# PASSAGE GIVEN

━━━━━━━━

For the fourth fiscal quarter of 2013, consolidated net sales were $226.7 million, an increase of approximately 0.8 percent, compared to consolidated net sales of $225.0 million for the fourth fiscal quarter of 2012. In addition, the company reported a consolidated net loss of $13.7 million for the fourth quarter of 2013 compared to a consolidated net loss of $85.6 million for the fourth quarter of 2012. The net loss in 2013 includes the $8.2 million write-off of a tradename no longer in use in the Marketing and Publishing Services segment and the net loss in 2012 was primarily attributable to the $64.2 million non-cash impairment charge recorded in 2012 associated with the write-down of goodwill in the Marketing and Publishing Services and Scholastic segments. Consolidated Adjusted EBITDA was $33.3 million for the fourth quarter of 2013 compared to consolidated Adjusted EBITDA of $35.9 million for the fourth quarter of 2012.

━━━━━━━━

# TASK
Continue the report on fourth-quarter 2013 financial results from the point where it stops.

[Records held in a dataset]
━━━━━━━━

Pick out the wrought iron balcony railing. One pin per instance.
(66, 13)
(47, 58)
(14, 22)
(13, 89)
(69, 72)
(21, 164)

━━━━━━━━

# EXERCISE RESULT
Fiscal Year 2013

Net sales for the Scholastic segment for the fiscal year ended December 28, 2013 decreased by $13.9 million, or 3.1 percent, to $431.9 million compared to $445.8 million for the fiscal year ended December 29, 2012. This decrease was primarily attributable to lower volume in our high school jewelry and announcement products. Partially offsetting the decrease was the shift of approximately $4.0 million of jewelry sales to the 2013 fiscal year from the fall of 2012 due to the timing of orders.

Net sales for the Memory Book segment were $331.3 million for the fiscal year ended December 28, 2013, a decrease of 4.3 percent, compared to $346.1 million for the fiscal year ended December 29, 2012. This decrease was primarily attributable to 3.6 percent lower yearbook volume.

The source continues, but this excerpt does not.